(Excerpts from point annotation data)
##########

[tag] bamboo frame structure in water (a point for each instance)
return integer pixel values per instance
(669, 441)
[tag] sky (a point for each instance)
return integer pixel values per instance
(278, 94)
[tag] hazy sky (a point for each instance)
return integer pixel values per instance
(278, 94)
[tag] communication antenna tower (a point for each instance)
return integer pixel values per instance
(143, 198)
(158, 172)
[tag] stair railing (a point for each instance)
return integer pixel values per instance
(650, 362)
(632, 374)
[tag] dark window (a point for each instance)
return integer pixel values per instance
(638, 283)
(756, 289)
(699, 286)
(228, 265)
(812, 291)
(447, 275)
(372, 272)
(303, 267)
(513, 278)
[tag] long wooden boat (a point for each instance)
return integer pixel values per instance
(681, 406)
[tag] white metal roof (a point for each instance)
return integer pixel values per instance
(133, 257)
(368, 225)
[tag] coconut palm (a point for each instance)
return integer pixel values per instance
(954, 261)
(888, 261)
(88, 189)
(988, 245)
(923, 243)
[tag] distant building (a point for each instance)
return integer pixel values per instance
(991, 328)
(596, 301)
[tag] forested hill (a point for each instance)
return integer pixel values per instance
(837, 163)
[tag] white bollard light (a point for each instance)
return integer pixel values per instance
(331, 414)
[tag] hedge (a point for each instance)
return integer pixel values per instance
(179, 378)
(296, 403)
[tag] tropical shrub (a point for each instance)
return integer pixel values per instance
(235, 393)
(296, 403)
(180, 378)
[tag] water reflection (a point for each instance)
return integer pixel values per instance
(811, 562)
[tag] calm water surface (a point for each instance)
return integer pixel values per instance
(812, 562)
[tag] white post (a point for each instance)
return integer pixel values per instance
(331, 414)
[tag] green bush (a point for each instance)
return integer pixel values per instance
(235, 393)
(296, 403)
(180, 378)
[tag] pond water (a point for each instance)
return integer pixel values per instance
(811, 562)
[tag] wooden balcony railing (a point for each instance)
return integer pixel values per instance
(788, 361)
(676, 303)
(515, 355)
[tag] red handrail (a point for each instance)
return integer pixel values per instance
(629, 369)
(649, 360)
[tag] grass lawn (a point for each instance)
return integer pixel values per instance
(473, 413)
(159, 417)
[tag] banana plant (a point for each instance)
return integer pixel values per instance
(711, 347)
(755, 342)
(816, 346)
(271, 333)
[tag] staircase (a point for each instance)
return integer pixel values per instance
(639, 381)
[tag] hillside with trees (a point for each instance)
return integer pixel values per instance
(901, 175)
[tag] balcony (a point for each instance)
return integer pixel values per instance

##########

Task prompt. Rewrite the entries from the line containing "[tag] green bush (a point for each instance)" through the end of the entries, keeping every request line as is but multiplying each point coordinate by 1.15 and rounding to whole numbers, with halves rounded up. Include only these lines.

Task answer.
[tag] green bush (a point for each instance)
return integer pixel values per instance
(270, 452)
(340, 463)
(207, 435)
[tag] pond water (a point for each instance)
return integer pixel values per instance
(933, 646)
[tag] wooden balcony railing (a point for each instance)
return integer pixel values per instance
(906, 415)
(777, 348)
(592, 408)
[tag] red handrail (a point for each instance)
return integer pixel values per instance
(723, 424)
(746, 414)
[tag] grass lawn (a point for each instance)
return integer pixel values per instance
(544, 475)
(183, 480)
[tag] banana plant (a point for each instance)
return integer pixel values per instance
(818, 399)
(868, 393)
(938, 398)
(312, 383)
[tag] staircase (a point for each instance)
return integer pixel values per instance
(735, 438)
[tag] hillside with trees (a point for each instance)
return integer pixel values per instance
(1036, 201)
[tag] balcony (a point for each instance)
return integer pixel values per instance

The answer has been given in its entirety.